-- Article --
----- Original Message ----- 
From: "Chris Santerre" <[EMAIL PROTECTED]>

> >-----Original Message-----
> >From: Bill Landry [mailto:[EMAIL PROTECTED]
> >Sent: Wednesday, December 08, 2004 11:04 AM
> >To: users@spamassassin.apache.org; [EMAIL PROTECTED]
> >Subject: Re: Feature Request: Whitelist_DNSRBL
> >
> >
> >----- Original Message ----- 
> >From: "Daryl C. W. O'Shea" <[EMAIL PROTECTED]>
> >
> >>  >> Was the whitelist you were referring to really the SURBL
> >server-side
> >> whitelist?
> >>  >
> >>  >
> >>  > Yes! But local SURBL whitelists are needed to reduce
> >traffic and time.
> >>
> >>
> >> I'd much rather see SURBL respond with 127.0.0.0 with a
> >really large TTL
> >> for white listed domains.  Any sensible setup will run a
> >local DNS cache
> >> which will take care of the load and time issue.

-- Recorded data --

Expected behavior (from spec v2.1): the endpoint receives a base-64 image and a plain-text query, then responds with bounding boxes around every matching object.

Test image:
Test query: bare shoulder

-- What is being asked --
Summarize the email about the SURBL whitelist in two sentences. Rely only on the email for this.

-- The completed task --
The email quotes a December 8, 2004 thread titled "Feature Request: Whitelist_DNSRBL," in which a reply confirms that the whitelist meant was the SURBL server-side whitelist but argues that local SURBL whitelists are needed to reduce traffic and time. Daryl C. W. O'Shea answers that he would rather see SURBL respond with 127.0.0.0 and a very large TTL for whitelisted domains, since any sensible setup runs a local DNS cache that handles the load and time issue.